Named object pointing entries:
+ + + +

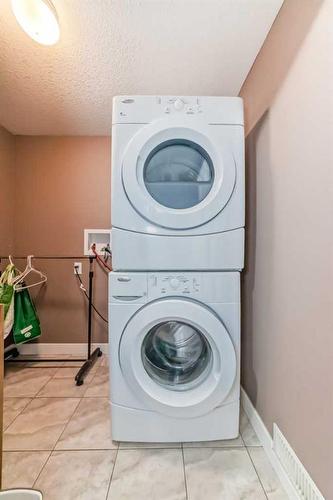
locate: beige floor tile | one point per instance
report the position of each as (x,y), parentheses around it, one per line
(71,372)
(221,474)
(77,475)
(62,388)
(148,474)
(99,386)
(27,382)
(248,434)
(11,408)
(224,443)
(21,468)
(45,364)
(267,475)
(127,445)
(89,427)
(39,426)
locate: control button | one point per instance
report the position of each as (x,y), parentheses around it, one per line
(174,283)
(179,104)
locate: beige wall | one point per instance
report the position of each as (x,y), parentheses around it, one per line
(287,292)
(276,56)
(62,185)
(7,153)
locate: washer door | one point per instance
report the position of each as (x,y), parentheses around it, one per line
(175,177)
(178,358)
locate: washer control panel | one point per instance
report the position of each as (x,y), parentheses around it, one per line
(186,105)
(179,284)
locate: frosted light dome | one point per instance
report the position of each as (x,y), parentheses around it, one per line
(38,19)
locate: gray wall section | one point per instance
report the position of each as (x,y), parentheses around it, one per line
(287,285)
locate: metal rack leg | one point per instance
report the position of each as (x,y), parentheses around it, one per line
(91,357)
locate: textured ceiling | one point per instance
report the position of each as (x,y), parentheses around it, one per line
(111,47)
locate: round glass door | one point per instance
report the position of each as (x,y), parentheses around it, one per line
(176,355)
(178,174)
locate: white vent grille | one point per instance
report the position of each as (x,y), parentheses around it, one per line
(294,468)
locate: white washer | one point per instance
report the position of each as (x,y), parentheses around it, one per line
(174,356)
(177,183)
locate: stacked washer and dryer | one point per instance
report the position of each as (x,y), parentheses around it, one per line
(178,249)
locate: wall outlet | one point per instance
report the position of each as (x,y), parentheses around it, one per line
(101,238)
(77,267)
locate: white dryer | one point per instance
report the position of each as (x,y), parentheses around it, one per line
(174,356)
(177,183)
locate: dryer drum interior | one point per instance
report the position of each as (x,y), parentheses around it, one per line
(178,174)
(176,354)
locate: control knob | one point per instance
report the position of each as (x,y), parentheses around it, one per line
(174,283)
(179,104)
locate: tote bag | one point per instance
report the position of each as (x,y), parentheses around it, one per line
(26,322)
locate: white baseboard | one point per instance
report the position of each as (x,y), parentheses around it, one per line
(40,349)
(266,441)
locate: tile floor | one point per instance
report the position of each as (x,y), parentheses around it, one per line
(57,439)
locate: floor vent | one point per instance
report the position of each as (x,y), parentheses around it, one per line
(295,470)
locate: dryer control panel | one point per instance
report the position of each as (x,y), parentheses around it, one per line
(178,284)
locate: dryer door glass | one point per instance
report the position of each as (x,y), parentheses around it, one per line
(175,354)
(178,174)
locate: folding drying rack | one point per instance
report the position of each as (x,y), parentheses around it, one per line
(88,362)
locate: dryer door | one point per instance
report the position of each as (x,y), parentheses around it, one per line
(174,175)
(178,358)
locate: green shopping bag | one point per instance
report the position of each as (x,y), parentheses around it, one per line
(7,297)
(26,323)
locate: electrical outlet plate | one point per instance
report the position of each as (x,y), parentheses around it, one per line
(101,238)
(77,267)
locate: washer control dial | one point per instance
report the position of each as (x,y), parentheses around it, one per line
(174,283)
(179,104)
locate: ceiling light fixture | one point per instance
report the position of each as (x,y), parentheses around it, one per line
(38,18)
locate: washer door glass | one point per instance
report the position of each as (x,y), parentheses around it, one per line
(176,355)
(178,174)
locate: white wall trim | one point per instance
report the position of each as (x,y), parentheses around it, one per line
(266,441)
(40,349)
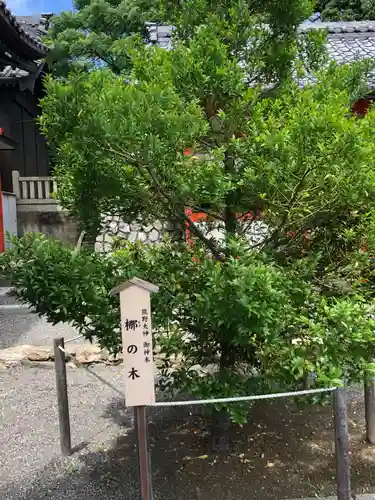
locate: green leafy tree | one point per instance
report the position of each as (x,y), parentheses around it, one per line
(346,10)
(270,301)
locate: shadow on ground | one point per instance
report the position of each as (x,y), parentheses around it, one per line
(283,452)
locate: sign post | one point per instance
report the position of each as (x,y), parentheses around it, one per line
(136,328)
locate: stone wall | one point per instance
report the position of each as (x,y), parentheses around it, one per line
(114,227)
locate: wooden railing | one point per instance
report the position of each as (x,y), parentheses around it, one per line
(33,190)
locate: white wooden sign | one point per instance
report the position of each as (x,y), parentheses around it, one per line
(136,330)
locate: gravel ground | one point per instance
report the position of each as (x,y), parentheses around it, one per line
(31,466)
(282,452)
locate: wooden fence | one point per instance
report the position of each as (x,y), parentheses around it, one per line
(33,190)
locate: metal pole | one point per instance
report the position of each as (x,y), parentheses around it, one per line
(341,444)
(62,397)
(143,454)
(370,408)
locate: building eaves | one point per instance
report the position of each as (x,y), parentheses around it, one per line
(18,29)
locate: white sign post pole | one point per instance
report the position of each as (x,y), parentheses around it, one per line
(137,348)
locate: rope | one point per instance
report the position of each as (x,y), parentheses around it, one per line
(73,338)
(244,398)
(214,400)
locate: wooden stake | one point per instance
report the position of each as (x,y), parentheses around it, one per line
(370,408)
(342,444)
(143,453)
(62,397)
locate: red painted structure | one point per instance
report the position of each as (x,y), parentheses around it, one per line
(2,239)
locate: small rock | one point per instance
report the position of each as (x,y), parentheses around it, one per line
(88,354)
(14,354)
(39,354)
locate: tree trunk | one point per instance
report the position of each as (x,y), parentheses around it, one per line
(221,419)
(220,431)
(221,422)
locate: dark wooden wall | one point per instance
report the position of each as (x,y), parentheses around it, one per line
(18,112)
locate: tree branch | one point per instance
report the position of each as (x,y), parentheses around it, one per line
(176,212)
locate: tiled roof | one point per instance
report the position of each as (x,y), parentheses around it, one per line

+ + + +

Requirement:
Copy each line above precisely, dropping the pictures.

The answer:
locate: beige floor tile | one point per instance
report the position of each as (x,y), parentheses around it, one per line
(71,372)
(221,474)
(77,475)
(62,388)
(148,474)
(99,386)
(27,382)
(248,434)
(11,408)
(224,443)
(21,468)
(45,364)
(267,475)
(127,445)
(89,427)
(39,426)
locate: control button | one point per instance
report the position of each as (x,y), parentheses around it, one per line
(174,283)
(179,104)
locate: beige wall | one point per instance
report the position of each as (x,y), parentheses around it, one per line
(287,292)
(276,56)
(62,185)
(7,153)
locate: washer door | one point per instance
report the position of each as (x,y), parentheses around it, one per line
(175,177)
(178,358)
locate: washer control panel | one point per instance
report the position of each as (x,y), parentheses around it, one per line
(186,105)
(179,284)
locate: frosted light dome | one point per instance
report the position of each as (x,y), parentheses around it, one per line
(38,19)
locate: gray wall section | one point per instance
report the position of each as (x,y), parentheses around it, one per line
(287,285)
locate: metal rack leg | one point per instance
report the position of each as (x,y), parentheses around it, one per line
(91,357)
locate: textured ceiling | one point per instance
report the position of each as (x,y), parentheses around it, one per line
(111,47)
locate: round glass door | one point per instance
report the position of each as (x,y), parentheses around it, one per line
(176,355)
(178,174)
locate: white vent grille | one point per instance
report the position of each as (x,y), parentheses around it, one per line
(294,468)
locate: white washer | one point per instance
report the position of each as (x,y), parentheses around it, one per line
(174,356)
(177,183)
locate: stacked washer and dryer | one point per instance
report the position of each as (x,y), parentheses around it, one per line
(178,249)
locate: wall outlet | one point per instance
report the position of each as (x,y), parentheses around it, one per line
(101,238)
(77,267)
locate: white dryer | one point per instance
report the position of each as (x,y), parentheses around it, one per line
(174,356)
(177,183)
locate: dryer drum interior | one point per instance
report the position of each as (x,y), parentheses around it, one per line
(178,174)
(176,354)
locate: control knob | one point per instance
report the position of each as (x,y), parentheses around it, one per line
(174,283)
(179,104)
locate: tote bag | one point per instance
report the position of each as (x,y), parentheses around it, one per line
(26,322)
locate: white baseboard | one point per instance
report the position of each as (x,y), parentheses around it, one per line
(40,349)
(266,441)
locate: tile floor | one point per instance
report the position of each as (x,y), parentheses around it, one per line
(57,439)
locate: floor vent | one point per instance
report the position of each as (x,y), parentheses around it, one per line
(295,470)
locate: dryer control panel | one point per instance
report the position of each as (x,y), parentheses around it, one per line
(178,284)
locate: dryer door glass | one point per instance
report the position of each as (x,y), parentheses around it, one per line
(175,354)
(178,174)
locate: folding drying rack | one point per instance
report the position of each as (x,y), parentheses around it, one per line
(88,362)
locate: dryer door | one point per instance
report the position of each as (x,y), parentheses around it, one per line
(174,175)
(178,358)
locate: green shopping bag | one point per instance
report the position of each as (x,y), parentheses around it, one per line
(7,297)
(26,323)
locate: electrical outlet plate | one point per instance
report the position of each as (x,y), parentheses around it, one per line
(101,238)
(77,267)
locate: washer control dial | one point per instance
report the position of each as (x,y), parentheses around it, one per line
(174,283)
(179,104)
locate: ceiling light fixture | one point per instance
report the position of each as (x,y), parentheses around it, one per line
(38,18)
locate: washer door glass | one point per instance
report the position of each as (x,y), parentheses around it, one per line
(176,355)
(178,174)
locate: white wall trim | one point per instance
report the position of each as (x,y), parentheses around it, one per line
(266,441)
(40,349)
locate: green leafy tree | one point per instance
report the position of each as (x,y), parentheses around it, one per line
(346,10)
(270,301)
locate: shadow on ground | one point per instance
report the position of each as (x,y), parentheses around it, one per line
(283,452)
locate: sign post | one point per instance
report the position of each as (x,y), parentheses around it, one per line
(136,328)
locate: stone wall | one point per instance
report the position of each as (x,y), parentheses around it, one per line
(114,227)
locate: wooden railing | one point per instance
report the position of each as (x,y), parentheses around it, one per line
(33,190)
locate: white wooden sign | one point per instance
report the position of each as (x,y), parentheses around it, one per line
(136,330)
locate: gravel ground | one point per instance
report the position of each as (x,y), parentheses around it, one per line
(31,466)
(282,452)
locate: wooden fence | one point per instance
report the position of each as (x,y), parentheses around it, one per line
(33,190)
locate: metal pole | one point per instance
report the position of each as (x,y), parentheses around it, one per line
(341,444)
(62,397)
(143,454)
(370,408)
locate: building eaves | one point per instance
report the position of each as (x,y), parentheses around it, one per line
(18,29)
locate: white sign post pole | one point per instance
report the position of each as (x,y), parentheses around it, one per line
(137,348)
locate: rope | one point per instance
report the position of each as (x,y), parentheses around it, one per line
(73,338)
(244,398)
(214,400)
locate: wooden stake | one point per instance
report the position of each as (x,y), parentheses around it, one per line
(370,408)
(342,444)
(143,453)
(62,397)
locate: red painted structure | one point per instance
report the position of each as (x,y), parentheses around it, one per line
(2,239)
locate: small rock | one point per instance
report the position of each as (x,y), parentheses around it, one per line
(88,354)
(14,354)
(39,354)
locate: tree trunk | one point per instance
report the position of each as (x,y), parentheses around it, one per line
(221,419)
(220,431)
(221,422)
locate: dark wooden wall | one point per instance
report the position of each as (x,y), parentheses around it, one per line
(18,112)
locate: tree branch | one point per instance
report the position of each as (x,y), parentheses around it, one per line
(176,212)
locate: tiled roof | one point per instance
report the position of each as (x,y), parentheses around it, one per line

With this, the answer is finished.